(Saved entries)
+++
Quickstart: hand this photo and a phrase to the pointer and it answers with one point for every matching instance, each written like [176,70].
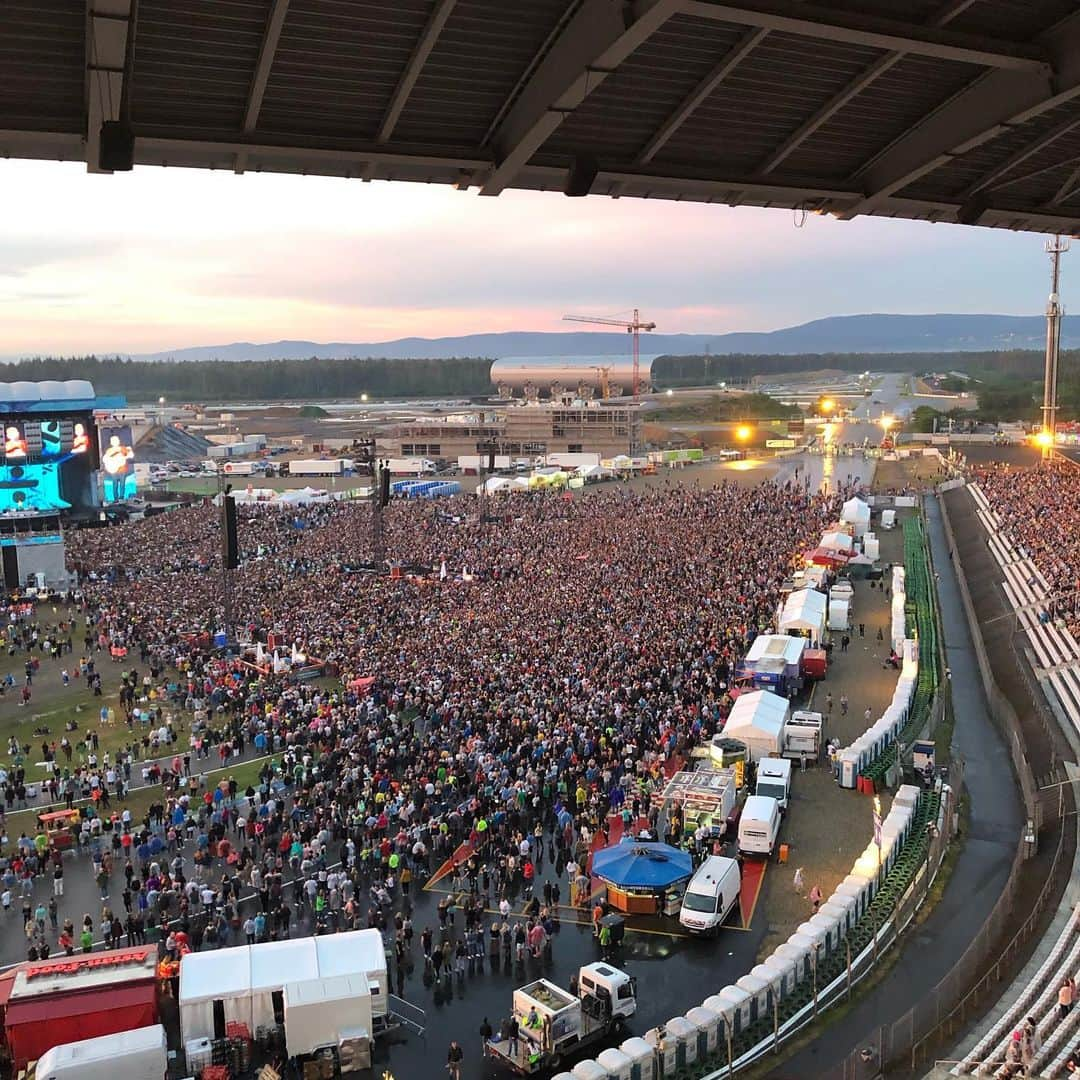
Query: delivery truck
[410,467]
[316,467]
[139,1054]
[552,1023]
[712,892]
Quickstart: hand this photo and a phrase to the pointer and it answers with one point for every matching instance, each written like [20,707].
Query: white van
[711,894]
[774,780]
[758,825]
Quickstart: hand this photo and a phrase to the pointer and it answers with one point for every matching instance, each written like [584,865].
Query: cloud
[174,257]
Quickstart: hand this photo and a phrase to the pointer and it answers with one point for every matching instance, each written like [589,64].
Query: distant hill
[863,334]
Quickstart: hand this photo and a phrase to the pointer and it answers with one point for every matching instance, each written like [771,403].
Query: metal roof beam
[596,39]
[866,78]
[987,107]
[733,57]
[809,21]
[268,50]
[108,26]
[427,42]
[993,177]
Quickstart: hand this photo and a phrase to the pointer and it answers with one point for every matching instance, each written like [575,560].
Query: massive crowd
[1038,508]
[537,675]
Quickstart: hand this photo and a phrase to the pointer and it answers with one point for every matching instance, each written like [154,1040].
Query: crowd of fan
[1038,509]
[538,675]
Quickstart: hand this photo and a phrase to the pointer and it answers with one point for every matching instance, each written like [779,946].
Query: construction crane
[635,326]
[605,374]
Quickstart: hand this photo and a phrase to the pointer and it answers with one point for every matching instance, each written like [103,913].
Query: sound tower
[230,545]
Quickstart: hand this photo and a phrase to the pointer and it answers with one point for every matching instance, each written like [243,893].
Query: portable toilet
[848,768]
[684,1034]
[773,979]
[907,795]
[797,955]
[643,1063]
[844,908]
[859,889]
[832,927]
[664,1047]
[589,1070]
[819,937]
[738,999]
[709,1022]
[616,1064]
[758,990]
[783,973]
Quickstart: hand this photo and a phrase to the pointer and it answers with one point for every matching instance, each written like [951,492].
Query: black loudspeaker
[581,176]
[117,151]
[230,545]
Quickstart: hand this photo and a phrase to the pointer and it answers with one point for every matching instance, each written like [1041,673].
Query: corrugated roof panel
[193,64]
[43,59]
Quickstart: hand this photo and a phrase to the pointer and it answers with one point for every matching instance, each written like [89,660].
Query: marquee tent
[804,613]
[758,720]
[856,513]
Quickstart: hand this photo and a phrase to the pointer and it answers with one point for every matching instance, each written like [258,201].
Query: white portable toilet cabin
[781,972]
[643,1062]
[832,927]
[907,795]
[684,1035]
[819,937]
[844,908]
[664,1050]
[859,889]
[738,999]
[709,1023]
[617,1064]
[759,991]
[848,768]
[589,1070]
[797,956]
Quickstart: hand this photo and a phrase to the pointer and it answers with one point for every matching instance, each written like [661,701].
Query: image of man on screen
+++
- _TASK REQUIREMENTS_: Rewrite all of the material above, swapping every "Query" for "Search term" and leaving everything else unchanged. Omit the pictures from your version.

- _TASK ANSWER_:
Quickstart: hand this photo and a phrase to the pointer and it answers with one point for every matching instance, each written like [176,70].
Search term: delivery truck
[410,467]
[316,467]
[139,1054]
[552,1023]
[712,892]
Quickstart: hand this photo and a phrase to the pointer and it answers with one point for every matching instance, each written like [20,707].
Search term: white van
[711,894]
[774,780]
[758,825]
Quickstart: hand this photo and a phrase to the pointer and it answers with one point for every matching instance, each written like [584,865].
Search term: cloud
[174,257]
Quickstart: hand this photo and a phrase to the pointer and it answers with one point for every matching instance, each written like [589,64].
Search term: distant hill
[863,334]
Quickstart: hand this photo and a phrase to the pointer and it answers with one point for every matching instance, each written like [771,403].
Search term: metal roof beam
[596,39]
[866,78]
[987,107]
[733,57]
[809,21]
[268,50]
[108,26]
[427,42]
[993,177]
Quickstart: hand this photo and a phrase to the pointer and it answers with one point for every matching instance, each written like [575,560].
Search term: massive crowd
[1038,508]
[537,675]
Quickstart: hand this photo and a phrase to the pointer and it answers with one point for every matching instance, each written like [154,1040].
Search term: crowd of fan
[1038,509]
[538,675]
Quickstart: hand this photo and a phrase to the pointer and it answers with one point for every matching instance, each written like [779,946].
Search term: construction crane
[635,326]
[605,374]
Quickstart: hand this photo and a phrase to the pointer and it answers with one point for every matching instance, each written like [103,913].
Search term: sound tower
[230,545]
Quickstart: hand this photo and a phrase to the pointer and it answers with one point for every matching instance, each written like [243,893].
Search term: portable toilet
[848,768]
[684,1034]
[773,979]
[907,795]
[797,955]
[643,1063]
[844,908]
[859,889]
[832,927]
[664,1047]
[589,1070]
[819,937]
[738,999]
[709,1022]
[616,1064]
[758,990]
[783,973]
Quickstart: hand this photo and a phrase to the pointer and it answers with one point for every matching instance, each written like [951,492].
Search term: black loudspeaker
[581,176]
[117,151]
[230,545]
Quickstart: hand this photo and a phrase to the pointer and it answers with one point for every matching instance, each written like [1041,673].
Search term: corrugated roof panel
[193,64]
[43,59]
Quickstart: hand this photo and a phrase to the pointer and it answers with one point for every matching instance, each written like [89,660].
Search term: marquee tent
[804,613]
[758,720]
[856,513]
Quickstart: hand this photo and a phrase to the pointer and it answers with one point for every matching instance, each written like [258,201].
Search term: white portable toilet cabin
[781,972]
[643,1062]
[832,927]
[907,795]
[684,1035]
[819,937]
[844,908]
[664,1050]
[859,889]
[738,999]
[709,1023]
[617,1064]
[759,991]
[848,768]
[589,1070]
[797,956]
Quickstart: hand this photo and a phrase to the pointer and it answers with one point for every matching instance, each written like [661,701].
Search term: image of man on screen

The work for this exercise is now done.